▸ Text segment
Changing demand But what would have happened if, instead of
following a must-serve philosophy, distributors and their customers had
cut back -- or even cut out -- electricity use during peak hours? Would
such a decrease in peak demand lead to lower peak wholesale prices and
more supply? To answer those questions, we carried out a series of
economic experiments that examined consumer response in such a market.
We found that, if as little as 16 percent of buyers during peak demand
voluntarily accepted an interruption of power (in exchange for financial
compensation), the high level of prices and the tendency for upward
price spikes to occur when electricity supplies are tight would have
been completely avoided.
In such a system, the distributors would submit bids to customers,
offering to purchase the ability to interrupt service. The interruptions
would be voluntary, perhaps implemented by radio-control signals sent by
the distributor to selectively turn off some of the customers'
appliances. Or perhaps the distributor could adopt real-time prices that
would provide customers with financial incentive to
"self-interrupt" their service by cutting use during peak
hours.
In California, such voluntary acceptance of interruption certainly
seems preferable to last winter's involuntary area-wide blackouts
that affected all consumers alike, including those operating elevators,
energy-dependent production lines, and computers. What is more, in such
a decentralized market, no price controls would need to be imposed, no
involuntary penalties would need to be inflicted for high consumption,
and no action would be taken against sellers for "unjust
enrichment."
OUR EXPERIMENTS
In testing our models to see if a voluntary interruption scheme
would be effective, we sought to answer two questions:
* What is the effect of supply-side market power on competition and
prices? Specifically, what would be the difference between a market in
which there is concentrated ownership of certain generator types
vis-a-vis a market in which there is no such concentration of ownership?
* What is the effect on competition and prices when there is
demand-side bidding by the distributor, who profits from buying in the
spot exchange and reselling to retail customers at a given price
schedule?
In summary, we compared data on prices for four different treatment
conditions: supplier market power or not, coupled with demand-side
bidding or not. Our experiments used profit-motivated subjects who were
paid their earnings in cash at the end of each experiment. Buyers
profited by buying low, sellers by selling high, with all participants
using their own devices to work out profitable actions in light of
experience.
We compared data from experiments that implement our theoretical
demand-side bidding in a both-sides active, sealed bid-ask auction, with
data from a one-sided auction in which only generator owners are
submitting price conditional offers of power to the market. The latter
type of auction is the one that characterizes most closely the exchanges
found in California, the Midwest, and on the East Coast.
Representing supply The supply schedule underlying all the
experiments is represented by arraying generator marginal costs from
lowest to highest. That arrangement is appropriate because power
companies typically run their more efficient units for longer periods of
time and only operate their least-efficient units at peak times when
they are straining to keep up with demand. In our representation, each
generator type has a constant marginal cost up to its capacity --a
common approximation in power systems.
The resulting supply schedule is shown in Figure 1 as the line
marked by the coming-on-line of various generators operated by suppliers
S1, S2, S3, S4, and S5. In that representation, we distinguish three
standard types of generators:
* Low-cost, base-load generators that are normally running and
supplying power continuously at all times of the day. In Figure 1,
generators with a running cost of 20 per unit of output (e.g. $20 per
megawatt-hour) are shown on the lowest supply step. The generators'
total supply capacity is 12 units (e.g. 1,200 megawatts) of power. At
any price above 20, all of those generators are profitable.

▸ Problems
1 - Reproduce the portion of the electricity pricing passage that opens with the words containing "Representing supply The" and closes with "in power systems.".
2 - Write the next part of the electricity pricing passage, starting right after its final sentence.

▸ Provided data
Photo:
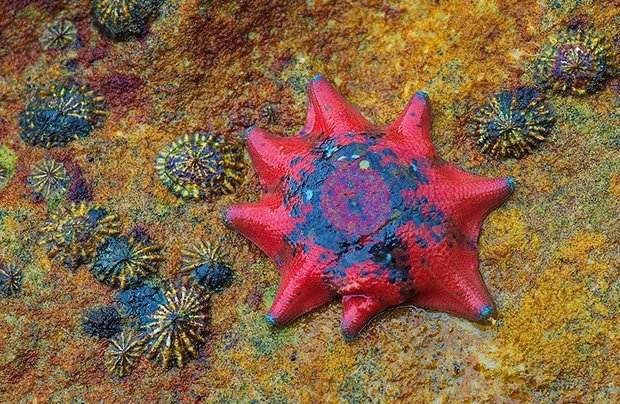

▸ Responses per task
1 -
Representing supply The supply schedule underlying all the
experiments is represented by arraying generator marginal costs from
lowest to highest. That arrangement is appropriate because power
companies typically run their more efficient units for longer periods of
time and only operate their least-efficient units at peak times when
they are straining to keep up with demand. In our representation, each
generator type has a constant marginal cost up to its capacity --a
common approximation in power systems.

2 -
* Intermediate cost ("load follower") generators that are
normally running at all times except during the low-consumption off-peak
hours. Those are shown in Figure 1 as incurring a cost of 76 per unit of
output, with a total capacity of 10. The generators are profitable at
any price above 76, as are the base-load generators. So, at prices above
76 but below when the high-cost units come on, the total energy supplied
is 12 + 10 = 22.
* High per-unit cost generators that are normally used only during
peak demand. Four of those generators are shown in Figure 1 with
per-unit cost of 166, and three more with unit costs of 186. Hence, the
supply moves up to 26 units when the going price is above 166, and up to
29 units when the price is above 186.
Representing demand For all of our experiments, demand was
represented by a three-step resale value schedule. As shown in Figure 1,
the first step -- a large spike of demand at price 226 -- is the
so-called "must serve" demand that depicts the fixed retail
price for all customers requiring uninterruptible service. Here, we
represent the U.S. industry in its current state in which most of the
demand is not responsive to price. (Of course, under full deregulation
we would expect that condition to change overtime, depending on prices
and incentives to conserve usage.) With full retail pass-through of
wholesale energy cost-based prices, we would expect a rapid adoption of
both the culture and the technology for implementing price
responsiveness.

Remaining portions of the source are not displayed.